=== Do this ===
Rewrite only the lines from the one containing "point: shelving unit" through the last line of the items below, inclusive, keeping the requests as they are and offsetting every x and y coordinate in the answers by 141.

=== Material for this exercise ===
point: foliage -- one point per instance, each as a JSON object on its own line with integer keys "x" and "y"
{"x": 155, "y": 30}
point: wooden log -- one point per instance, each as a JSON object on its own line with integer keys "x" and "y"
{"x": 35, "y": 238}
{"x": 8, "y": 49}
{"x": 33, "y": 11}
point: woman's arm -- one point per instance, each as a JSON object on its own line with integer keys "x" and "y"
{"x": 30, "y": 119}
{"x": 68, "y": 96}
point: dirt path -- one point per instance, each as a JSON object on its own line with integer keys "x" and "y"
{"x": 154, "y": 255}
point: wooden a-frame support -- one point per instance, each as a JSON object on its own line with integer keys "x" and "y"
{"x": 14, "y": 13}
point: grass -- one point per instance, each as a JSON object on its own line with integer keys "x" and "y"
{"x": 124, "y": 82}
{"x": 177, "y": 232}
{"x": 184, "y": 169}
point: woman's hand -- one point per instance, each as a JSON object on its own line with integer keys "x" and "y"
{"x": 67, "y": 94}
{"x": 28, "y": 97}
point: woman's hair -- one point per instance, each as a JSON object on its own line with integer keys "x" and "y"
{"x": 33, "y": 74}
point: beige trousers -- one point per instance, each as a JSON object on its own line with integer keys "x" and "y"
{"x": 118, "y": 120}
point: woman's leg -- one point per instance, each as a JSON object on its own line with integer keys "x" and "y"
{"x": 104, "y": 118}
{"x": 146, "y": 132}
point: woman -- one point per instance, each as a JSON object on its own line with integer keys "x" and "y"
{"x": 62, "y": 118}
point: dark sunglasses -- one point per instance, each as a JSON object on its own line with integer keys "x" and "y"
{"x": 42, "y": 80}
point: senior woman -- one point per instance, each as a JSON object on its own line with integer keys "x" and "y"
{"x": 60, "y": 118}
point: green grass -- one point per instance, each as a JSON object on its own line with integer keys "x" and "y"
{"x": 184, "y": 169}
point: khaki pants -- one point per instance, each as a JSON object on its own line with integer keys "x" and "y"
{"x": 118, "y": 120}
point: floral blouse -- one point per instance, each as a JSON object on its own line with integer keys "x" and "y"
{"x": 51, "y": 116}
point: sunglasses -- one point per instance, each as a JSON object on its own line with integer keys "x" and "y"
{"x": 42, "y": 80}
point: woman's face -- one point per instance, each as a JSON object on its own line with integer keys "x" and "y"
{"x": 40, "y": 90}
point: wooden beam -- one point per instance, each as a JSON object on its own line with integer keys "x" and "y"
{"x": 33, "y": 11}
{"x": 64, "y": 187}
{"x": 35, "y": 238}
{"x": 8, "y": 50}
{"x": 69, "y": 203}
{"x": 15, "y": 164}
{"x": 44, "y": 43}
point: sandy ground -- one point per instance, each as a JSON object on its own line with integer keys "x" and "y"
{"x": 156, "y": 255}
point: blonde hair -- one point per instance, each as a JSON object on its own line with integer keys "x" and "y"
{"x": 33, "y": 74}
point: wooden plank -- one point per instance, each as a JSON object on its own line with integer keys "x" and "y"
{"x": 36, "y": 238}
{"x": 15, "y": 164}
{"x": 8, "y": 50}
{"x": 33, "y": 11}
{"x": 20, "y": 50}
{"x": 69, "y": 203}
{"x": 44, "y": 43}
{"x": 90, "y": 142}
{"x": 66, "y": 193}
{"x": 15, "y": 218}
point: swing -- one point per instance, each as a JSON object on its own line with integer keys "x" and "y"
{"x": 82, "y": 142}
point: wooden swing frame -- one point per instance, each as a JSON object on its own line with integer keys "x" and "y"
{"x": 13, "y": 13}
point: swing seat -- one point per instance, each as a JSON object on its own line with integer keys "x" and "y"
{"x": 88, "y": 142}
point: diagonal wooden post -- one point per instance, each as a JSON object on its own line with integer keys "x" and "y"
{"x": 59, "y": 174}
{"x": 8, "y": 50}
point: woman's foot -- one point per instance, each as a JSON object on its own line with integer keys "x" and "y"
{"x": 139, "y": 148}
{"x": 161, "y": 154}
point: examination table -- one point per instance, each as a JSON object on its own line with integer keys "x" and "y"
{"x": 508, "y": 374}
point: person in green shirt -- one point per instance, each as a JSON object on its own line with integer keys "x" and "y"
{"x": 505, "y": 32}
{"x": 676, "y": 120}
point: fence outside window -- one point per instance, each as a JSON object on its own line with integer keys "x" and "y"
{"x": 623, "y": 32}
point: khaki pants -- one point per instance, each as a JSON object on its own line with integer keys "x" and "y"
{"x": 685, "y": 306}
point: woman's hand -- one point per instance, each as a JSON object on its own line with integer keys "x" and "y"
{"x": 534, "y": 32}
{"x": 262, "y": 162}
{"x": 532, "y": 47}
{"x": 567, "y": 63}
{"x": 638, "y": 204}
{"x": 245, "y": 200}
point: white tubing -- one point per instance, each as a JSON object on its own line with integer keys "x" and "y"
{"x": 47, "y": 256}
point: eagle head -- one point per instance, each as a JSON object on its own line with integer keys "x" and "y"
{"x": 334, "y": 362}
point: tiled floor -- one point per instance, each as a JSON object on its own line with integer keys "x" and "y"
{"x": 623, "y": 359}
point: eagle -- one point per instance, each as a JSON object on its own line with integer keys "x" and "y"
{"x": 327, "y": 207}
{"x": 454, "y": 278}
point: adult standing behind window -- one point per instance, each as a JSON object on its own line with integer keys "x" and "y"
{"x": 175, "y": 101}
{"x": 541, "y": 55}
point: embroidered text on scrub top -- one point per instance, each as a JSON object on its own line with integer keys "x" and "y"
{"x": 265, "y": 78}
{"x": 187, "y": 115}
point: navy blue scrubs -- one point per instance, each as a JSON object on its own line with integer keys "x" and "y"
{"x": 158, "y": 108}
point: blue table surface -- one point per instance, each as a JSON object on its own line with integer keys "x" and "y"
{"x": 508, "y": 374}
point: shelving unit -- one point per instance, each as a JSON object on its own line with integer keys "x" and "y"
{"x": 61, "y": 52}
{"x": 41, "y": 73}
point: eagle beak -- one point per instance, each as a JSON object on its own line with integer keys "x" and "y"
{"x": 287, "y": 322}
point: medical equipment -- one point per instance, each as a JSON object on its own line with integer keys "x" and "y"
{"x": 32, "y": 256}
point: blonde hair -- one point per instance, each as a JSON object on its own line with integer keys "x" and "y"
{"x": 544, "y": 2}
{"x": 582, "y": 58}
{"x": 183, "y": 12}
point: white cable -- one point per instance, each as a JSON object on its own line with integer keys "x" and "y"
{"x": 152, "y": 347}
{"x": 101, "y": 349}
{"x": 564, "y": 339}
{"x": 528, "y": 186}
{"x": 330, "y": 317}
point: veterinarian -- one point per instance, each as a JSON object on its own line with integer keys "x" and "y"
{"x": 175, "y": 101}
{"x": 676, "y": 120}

=== Solution for this problem ===
point: shelving unit -- one point per instance, each as a JSON object on its own line with integer keys "x" and "y"
{"x": 202, "y": 193}
{"x": 182, "y": 214}
point: eagle beak -- one point per instance, each as a JSON object on its own line with integer keys "x" and "y"
{"x": 428, "y": 463}
point: medical equipment -- one point per instance, each as a JSON object on its own line with integer keys "x" and "y"
{"x": 173, "y": 397}
point: blonde hair -- one point per instance, each as a JSON object on its own line with integer keys "x" and "y"
{"x": 685, "y": 143}
{"x": 723, "y": 199}
{"x": 324, "y": 153}
point: white cable -- one point per instance, each as a JSON object on its own line with integer keys "x" and "y"
{"x": 293, "y": 488}
{"x": 242, "y": 490}
{"x": 705, "y": 480}
{"x": 669, "y": 327}
{"x": 471, "y": 458}
point: veterinarian -- one point per instance, each as a JSON object on its own line with integer keys "x" and "y"
{"x": 316, "y": 242}
{"x": 817, "y": 261}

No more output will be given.